But I gained so much more.
(, Thu 7 May 2009, 15:55, 5 replies)
Rescued by the fruit machine
My brother and I really shouldn't get together; it generally ends messily.

This night was no different; we'd used the excuse of a family wedding at the Director's Club in London to get stoned in the garden (during the boring bits of the ceremony) and then to get skulled on the free champers and other delights.

We had hoped - poor fools that we were - that our (very) rich aunt would stand us a hotel room that night. We were wrong. So we end up in our DJs at 3am, far from a bed, and somewhat unsteady.

My Top Tip in such circumstances is to take the night bus to Heathrow - where you can sleep inside in relative safety and warmth.

On arrival after the late night bus of drunkenness, I spotted a fruit machine. I'm pretty much seeing double at this point, but somehow manage not just to put the money in the slot, but play it until it dropped about £40.

So we got a taxi back and slept in our own pits, rather than on the seats in a brightly-lit airport.

Result !
(, Thu 7 May 2009, 15:51, Reply)
I bet...

## Supplied entries

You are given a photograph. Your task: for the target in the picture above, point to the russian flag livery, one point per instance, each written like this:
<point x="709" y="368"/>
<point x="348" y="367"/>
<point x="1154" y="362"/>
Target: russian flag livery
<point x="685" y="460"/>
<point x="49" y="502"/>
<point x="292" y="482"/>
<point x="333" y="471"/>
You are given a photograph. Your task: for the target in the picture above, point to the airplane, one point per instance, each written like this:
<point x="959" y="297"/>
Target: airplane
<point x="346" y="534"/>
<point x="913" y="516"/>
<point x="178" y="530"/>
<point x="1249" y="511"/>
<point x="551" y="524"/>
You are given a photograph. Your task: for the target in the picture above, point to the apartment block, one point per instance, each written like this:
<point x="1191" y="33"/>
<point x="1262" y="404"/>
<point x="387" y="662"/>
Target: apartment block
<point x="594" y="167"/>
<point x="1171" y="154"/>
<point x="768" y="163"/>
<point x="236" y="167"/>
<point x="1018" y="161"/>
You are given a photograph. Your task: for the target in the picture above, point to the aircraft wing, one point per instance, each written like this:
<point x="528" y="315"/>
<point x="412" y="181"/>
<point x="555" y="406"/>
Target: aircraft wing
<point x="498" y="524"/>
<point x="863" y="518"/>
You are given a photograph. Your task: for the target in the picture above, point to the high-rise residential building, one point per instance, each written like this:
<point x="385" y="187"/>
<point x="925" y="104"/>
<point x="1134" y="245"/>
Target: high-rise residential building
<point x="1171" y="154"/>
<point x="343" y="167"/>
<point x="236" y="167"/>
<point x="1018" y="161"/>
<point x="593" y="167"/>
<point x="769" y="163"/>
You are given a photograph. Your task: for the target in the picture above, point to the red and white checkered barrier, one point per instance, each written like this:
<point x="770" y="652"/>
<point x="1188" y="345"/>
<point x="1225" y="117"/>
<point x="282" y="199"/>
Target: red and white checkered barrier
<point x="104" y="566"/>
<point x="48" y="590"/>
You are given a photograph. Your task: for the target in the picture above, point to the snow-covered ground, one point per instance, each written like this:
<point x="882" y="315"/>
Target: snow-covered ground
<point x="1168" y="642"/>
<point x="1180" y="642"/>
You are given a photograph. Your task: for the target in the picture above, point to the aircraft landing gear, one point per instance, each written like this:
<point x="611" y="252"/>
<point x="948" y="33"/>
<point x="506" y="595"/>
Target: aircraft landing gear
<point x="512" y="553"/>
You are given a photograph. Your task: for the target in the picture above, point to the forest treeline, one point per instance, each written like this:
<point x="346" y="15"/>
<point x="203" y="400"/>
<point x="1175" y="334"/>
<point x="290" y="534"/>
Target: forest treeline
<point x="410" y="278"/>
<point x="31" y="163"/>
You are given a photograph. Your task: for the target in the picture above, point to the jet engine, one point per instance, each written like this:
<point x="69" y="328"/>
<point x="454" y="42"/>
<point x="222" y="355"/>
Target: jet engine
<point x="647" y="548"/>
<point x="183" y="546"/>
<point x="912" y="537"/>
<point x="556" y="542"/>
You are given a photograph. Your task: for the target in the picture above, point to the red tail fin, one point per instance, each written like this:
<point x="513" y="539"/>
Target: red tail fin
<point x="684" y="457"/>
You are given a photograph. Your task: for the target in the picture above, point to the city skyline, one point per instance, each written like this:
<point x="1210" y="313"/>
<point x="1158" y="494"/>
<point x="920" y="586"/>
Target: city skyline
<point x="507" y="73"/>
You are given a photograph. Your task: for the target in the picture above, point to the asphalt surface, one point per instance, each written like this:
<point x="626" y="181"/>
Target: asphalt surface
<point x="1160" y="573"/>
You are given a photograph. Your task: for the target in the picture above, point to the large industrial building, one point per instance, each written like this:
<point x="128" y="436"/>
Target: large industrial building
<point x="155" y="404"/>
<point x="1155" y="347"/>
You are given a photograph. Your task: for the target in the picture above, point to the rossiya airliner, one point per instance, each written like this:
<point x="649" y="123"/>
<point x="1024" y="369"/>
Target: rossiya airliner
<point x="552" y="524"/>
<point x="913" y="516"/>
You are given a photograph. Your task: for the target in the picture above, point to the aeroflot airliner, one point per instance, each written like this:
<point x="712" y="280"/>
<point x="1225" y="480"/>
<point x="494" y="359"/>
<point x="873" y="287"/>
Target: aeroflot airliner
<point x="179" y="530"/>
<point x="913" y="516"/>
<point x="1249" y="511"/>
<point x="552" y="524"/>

## Work instructions
Copy the passage of the fruit machine story between "Rescued by the" and "safety and warmth.", inclusive. The listing is separate material and has no connection to the fruit machine story.

## Exercise answer
Rescued by the fruit machine
My brother and I really shouldn't get together; it generally ends messily.

This night was no different; we'd used the excuse of a family wedding at the Director's Club in London to get stoned in the garden (during the boring bits of the ceremony) and then to get skulled on the free champers and other delights.

We had hoped - poor fools that we were - that our (very) rich aunt would stand us a hotel room that night. We were wrong. So we end up in our DJs at 3am, far from a bed, and somewhat unsteady.

My Top Tip in such circumstances is to take the night bus to Heathrow - where you can sleep inside in relative safety and warmth.